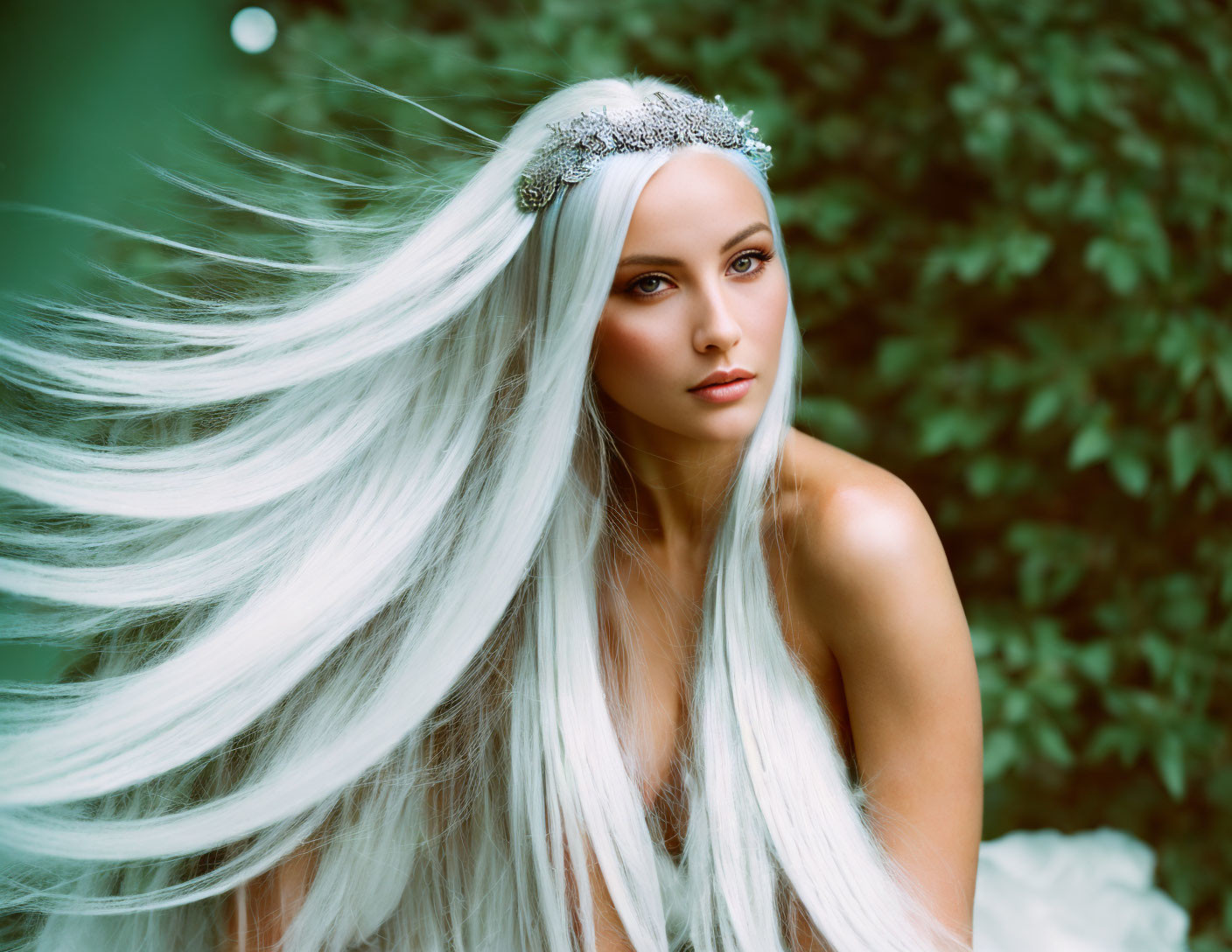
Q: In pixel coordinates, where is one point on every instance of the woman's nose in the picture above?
(716, 326)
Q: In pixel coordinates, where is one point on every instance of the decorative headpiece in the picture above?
(573, 150)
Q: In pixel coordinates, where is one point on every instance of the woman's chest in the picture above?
(653, 676)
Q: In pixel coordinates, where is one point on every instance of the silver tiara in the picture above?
(574, 150)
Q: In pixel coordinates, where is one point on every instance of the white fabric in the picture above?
(1042, 891)
(1081, 892)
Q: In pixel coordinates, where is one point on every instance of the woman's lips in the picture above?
(724, 392)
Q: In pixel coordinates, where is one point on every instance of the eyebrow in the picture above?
(655, 260)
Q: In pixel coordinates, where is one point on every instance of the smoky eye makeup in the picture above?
(634, 287)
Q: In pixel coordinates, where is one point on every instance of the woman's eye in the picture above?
(651, 286)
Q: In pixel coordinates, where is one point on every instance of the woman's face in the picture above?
(699, 290)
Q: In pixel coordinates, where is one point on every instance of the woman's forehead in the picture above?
(694, 197)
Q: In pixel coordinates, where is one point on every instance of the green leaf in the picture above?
(1089, 444)
(1026, 251)
(984, 474)
(1131, 471)
(1042, 408)
(1001, 750)
(1184, 453)
(1054, 744)
(1096, 661)
(1114, 262)
(1169, 759)
(1222, 368)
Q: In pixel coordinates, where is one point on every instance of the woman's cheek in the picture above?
(627, 359)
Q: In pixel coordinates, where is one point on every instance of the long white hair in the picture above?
(332, 553)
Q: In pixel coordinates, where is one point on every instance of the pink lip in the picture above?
(724, 392)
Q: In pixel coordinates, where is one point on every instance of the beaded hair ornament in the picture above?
(573, 150)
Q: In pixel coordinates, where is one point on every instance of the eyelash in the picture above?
(755, 253)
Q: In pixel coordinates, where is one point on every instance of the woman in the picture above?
(480, 556)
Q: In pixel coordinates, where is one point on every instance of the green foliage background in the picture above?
(1011, 236)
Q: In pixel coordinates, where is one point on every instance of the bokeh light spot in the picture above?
(253, 30)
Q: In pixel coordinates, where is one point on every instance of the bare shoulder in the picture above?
(850, 529)
(821, 483)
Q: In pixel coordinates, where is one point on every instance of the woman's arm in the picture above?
(881, 590)
(259, 913)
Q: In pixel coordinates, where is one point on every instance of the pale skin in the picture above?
(861, 578)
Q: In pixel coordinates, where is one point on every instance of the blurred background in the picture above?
(1009, 228)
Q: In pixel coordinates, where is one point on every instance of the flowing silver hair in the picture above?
(334, 552)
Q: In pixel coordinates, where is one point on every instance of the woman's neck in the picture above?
(672, 489)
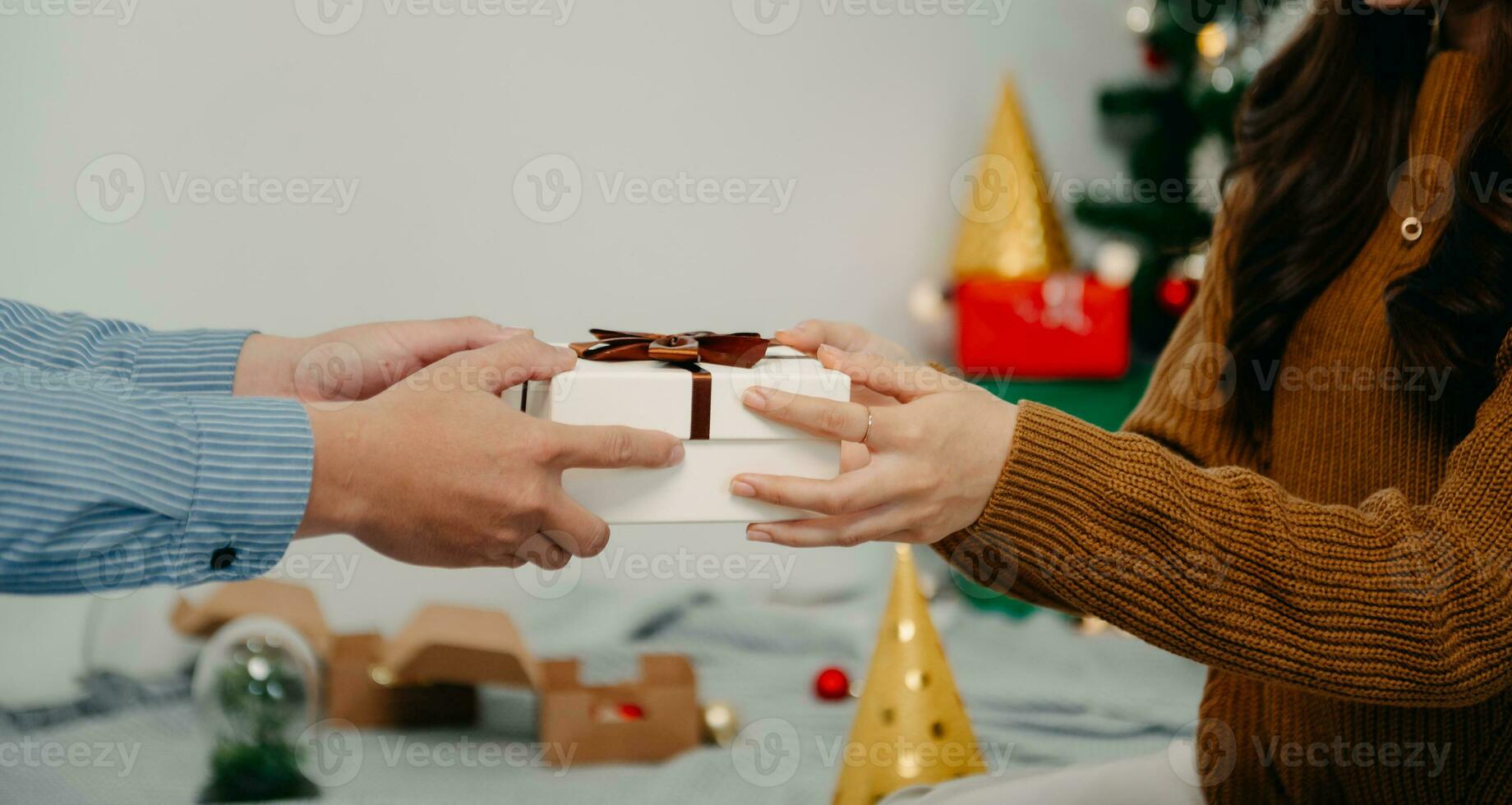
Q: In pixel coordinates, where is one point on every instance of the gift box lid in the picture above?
(660, 396)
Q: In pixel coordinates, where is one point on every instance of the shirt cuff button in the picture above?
(223, 558)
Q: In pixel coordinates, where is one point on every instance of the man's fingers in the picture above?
(903, 383)
(841, 531)
(613, 446)
(578, 531)
(504, 365)
(543, 552)
(440, 337)
(829, 419)
(849, 493)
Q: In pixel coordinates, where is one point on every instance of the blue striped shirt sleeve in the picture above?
(106, 485)
(192, 361)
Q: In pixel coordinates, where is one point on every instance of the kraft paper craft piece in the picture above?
(428, 675)
(584, 718)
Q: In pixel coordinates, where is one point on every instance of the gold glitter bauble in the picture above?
(721, 722)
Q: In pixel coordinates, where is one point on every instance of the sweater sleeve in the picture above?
(1182, 410)
(1385, 601)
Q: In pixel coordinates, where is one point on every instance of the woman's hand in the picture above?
(813, 334)
(935, 458)
(359, 361)
(809, 336)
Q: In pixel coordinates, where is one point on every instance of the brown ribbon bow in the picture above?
(684, 351)
(738, 349)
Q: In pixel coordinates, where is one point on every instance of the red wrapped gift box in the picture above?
(1067, 325)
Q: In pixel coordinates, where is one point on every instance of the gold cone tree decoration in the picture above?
(910, 725)
(1012, 230)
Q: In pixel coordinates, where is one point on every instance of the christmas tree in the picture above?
(1177, 124)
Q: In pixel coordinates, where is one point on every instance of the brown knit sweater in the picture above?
(1346, 582)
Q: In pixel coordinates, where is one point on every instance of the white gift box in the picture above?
(660, 396)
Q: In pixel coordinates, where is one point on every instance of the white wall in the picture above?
(433, 117)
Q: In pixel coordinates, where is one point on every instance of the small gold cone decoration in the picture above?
(910, 727)
(1012, 230)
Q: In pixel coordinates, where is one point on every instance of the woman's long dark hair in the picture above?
(1319, 138)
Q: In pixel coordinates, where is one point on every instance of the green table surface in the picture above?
(1104, 403)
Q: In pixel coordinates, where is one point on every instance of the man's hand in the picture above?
(437, 470)
(356, 363)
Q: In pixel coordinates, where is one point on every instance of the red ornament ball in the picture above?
(832, 684)
(1175, 295)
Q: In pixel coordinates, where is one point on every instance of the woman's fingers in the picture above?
(827, 419)
(847, 493)
(808, 336)
(841, 531)
(903, 383)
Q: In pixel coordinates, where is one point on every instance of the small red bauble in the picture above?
(832, 684)
(1175, 295)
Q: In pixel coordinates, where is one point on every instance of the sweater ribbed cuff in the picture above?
(251, 486)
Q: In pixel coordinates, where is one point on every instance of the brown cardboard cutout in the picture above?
(578, 722)
(428, 674)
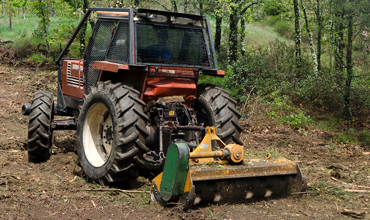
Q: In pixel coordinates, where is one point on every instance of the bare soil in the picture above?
(55, 190)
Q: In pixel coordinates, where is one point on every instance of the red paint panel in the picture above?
(161, 87)
(109, 66)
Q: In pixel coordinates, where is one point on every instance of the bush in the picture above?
(268, 69)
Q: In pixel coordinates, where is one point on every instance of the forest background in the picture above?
(306, 61)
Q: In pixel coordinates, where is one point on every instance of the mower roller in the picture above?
(135, 100)
(222, 175)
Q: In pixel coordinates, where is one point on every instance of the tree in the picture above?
(312, 49)
(21, 4)
(236, 9)
(297, 37)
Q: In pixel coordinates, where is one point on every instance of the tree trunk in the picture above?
(10, 16)
(347, 92)
(339, 47)
(313, 54)
(233, 38)
(242, 36)
(174, 6)
(331, 42)
(186, 3)
(44, 24)
(83, 30)
(319, 33)
(201, 7)
(137, 3)
(24, 12)
(218, 31)
(297, 37)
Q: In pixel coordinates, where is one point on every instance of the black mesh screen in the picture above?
(118, 50)
(176, 45)
(96, 50)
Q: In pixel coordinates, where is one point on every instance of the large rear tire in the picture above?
(111, 132)
(215, 107)
(40, 135)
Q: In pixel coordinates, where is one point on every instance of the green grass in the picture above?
(23, 30)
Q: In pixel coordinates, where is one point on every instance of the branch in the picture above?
(249, 5)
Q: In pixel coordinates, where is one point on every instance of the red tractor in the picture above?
(134, 93)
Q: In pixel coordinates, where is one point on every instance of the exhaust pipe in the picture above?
(26, 109)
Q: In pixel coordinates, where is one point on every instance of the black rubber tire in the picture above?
(40, 136)
(215, 107)
(128, 133)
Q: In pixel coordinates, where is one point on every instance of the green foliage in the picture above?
(272, 68)
(283, 110)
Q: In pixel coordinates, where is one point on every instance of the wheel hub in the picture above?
(98, 135)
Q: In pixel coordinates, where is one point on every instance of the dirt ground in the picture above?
(338, 175)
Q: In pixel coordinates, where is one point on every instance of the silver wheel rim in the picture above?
(98, 135)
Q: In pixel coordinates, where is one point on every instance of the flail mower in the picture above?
(136, 104)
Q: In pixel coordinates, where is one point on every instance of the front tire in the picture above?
(111, 133)
(40, 135)
(215, 107)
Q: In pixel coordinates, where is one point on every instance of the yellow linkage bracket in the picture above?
(203, 153)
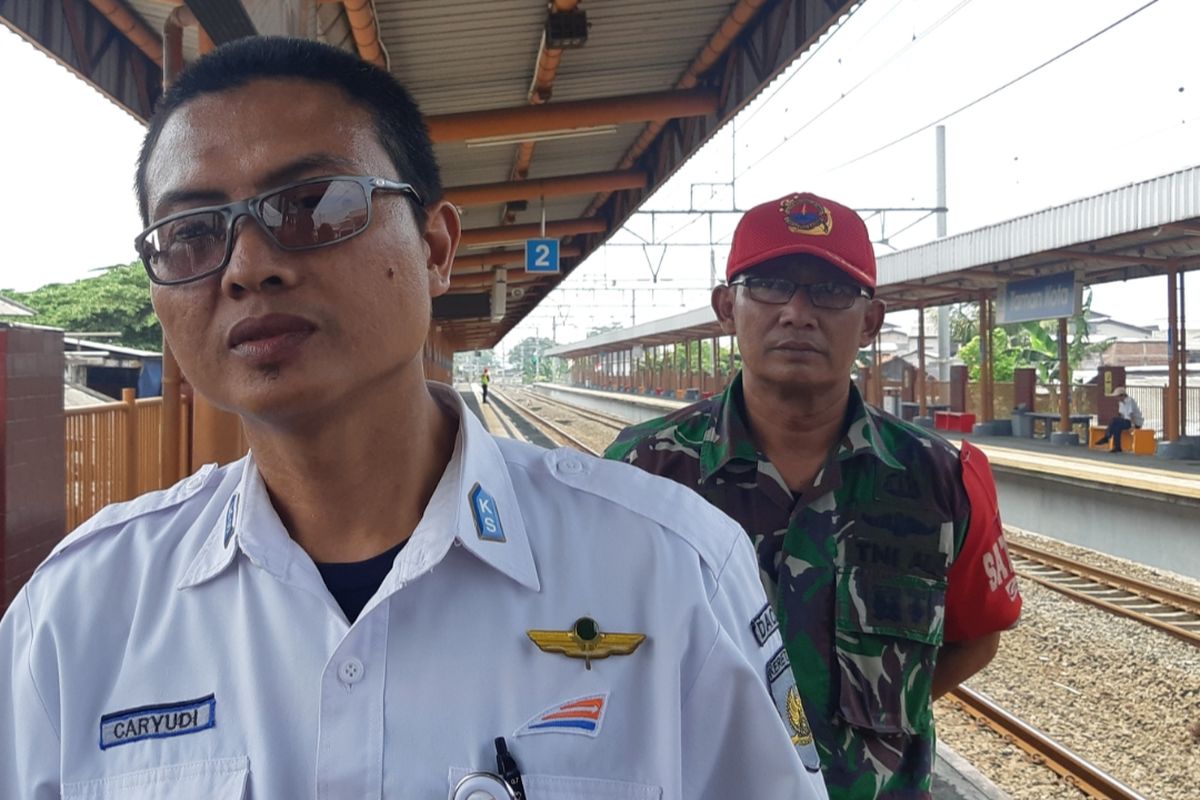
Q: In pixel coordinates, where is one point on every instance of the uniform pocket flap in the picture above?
(559, 787)
(223, 779)
(891, 603)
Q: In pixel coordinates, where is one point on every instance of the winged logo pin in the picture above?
(586, 641)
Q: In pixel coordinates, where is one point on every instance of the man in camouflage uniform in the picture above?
(879, 542)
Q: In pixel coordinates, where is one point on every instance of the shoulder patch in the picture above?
(119, 513)
(763, 624)
(661, 500)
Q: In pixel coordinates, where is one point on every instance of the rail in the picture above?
(1077, 770)
(544, 423)
(606, 420)
(113, 453)
(1171, 612)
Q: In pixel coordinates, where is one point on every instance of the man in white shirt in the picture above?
(1128, 416)
(382, 601)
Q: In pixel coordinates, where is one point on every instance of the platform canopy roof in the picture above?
(522, 119)
(1133, 232)
(13, 308)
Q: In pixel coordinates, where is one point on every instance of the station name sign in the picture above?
(1045, 298)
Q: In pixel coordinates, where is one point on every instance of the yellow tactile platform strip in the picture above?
(1131, 476)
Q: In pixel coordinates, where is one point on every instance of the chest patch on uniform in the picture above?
(487, 518)
(791, 709)
(763, 625)
(581, 715)
(157, 721)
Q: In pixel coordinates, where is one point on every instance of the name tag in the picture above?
(157, 721)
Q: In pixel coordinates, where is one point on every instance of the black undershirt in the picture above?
(353, 584)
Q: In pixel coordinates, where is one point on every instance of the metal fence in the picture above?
(113, 453)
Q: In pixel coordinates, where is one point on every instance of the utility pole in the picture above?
(943, 312)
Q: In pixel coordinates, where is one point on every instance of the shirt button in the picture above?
(351, 672)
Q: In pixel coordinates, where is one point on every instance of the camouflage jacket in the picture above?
(856, 566)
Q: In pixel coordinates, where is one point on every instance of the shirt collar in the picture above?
(729, 434)
(474, 505)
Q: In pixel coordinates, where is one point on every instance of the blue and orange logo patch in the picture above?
(581, 715)
(803, 215)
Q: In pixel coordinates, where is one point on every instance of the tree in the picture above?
(118, 300)
(1005, 359)
(1036, 344)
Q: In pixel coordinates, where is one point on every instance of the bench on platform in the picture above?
(1049, 419)
(959, 421)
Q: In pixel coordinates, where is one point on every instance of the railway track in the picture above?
(1075, 770)
(607, 420)
(1171, 612)
(550, 428)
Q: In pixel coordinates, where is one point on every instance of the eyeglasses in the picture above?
(309, 214)
(826, 294)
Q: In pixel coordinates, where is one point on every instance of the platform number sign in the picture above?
(541, 256)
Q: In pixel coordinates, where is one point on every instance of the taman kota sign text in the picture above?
(1045, 298)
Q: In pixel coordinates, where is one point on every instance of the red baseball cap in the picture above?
(804, 223)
======
### STATED PROBLEM
In the records, begin at the line that has "dark hair in the picture above?" and stop after the line that has "(1104, 403)". Rewrite those lines with "table" changed to "desk" and everything else left as it is.

### RESULT OF THE EXERCISE
Q: In pixel coordinates, where is one point on every instance of the woman's long dark hair in the picture above?
(1319, 138)
Q: In pixel coordinates, where is one point on every instance of the green desk surface in the picture above?
(1104, 403)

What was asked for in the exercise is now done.